"""

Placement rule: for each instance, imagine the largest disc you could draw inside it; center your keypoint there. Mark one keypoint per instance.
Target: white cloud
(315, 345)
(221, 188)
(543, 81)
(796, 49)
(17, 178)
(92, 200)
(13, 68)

"""

- **Exercise brief**:
Once the records end, copy them all again exactly.

- **Solution below**:
Placement rule: for each instance, imagine the largest disc you could draw inside it; center your keypoint there. Mark one keypoint per instance.
Target: white cloud
(315, 345)
(221, 188)
(543, 81)
(796, 49)
(17, 178)
(92, 200)
(13, 68)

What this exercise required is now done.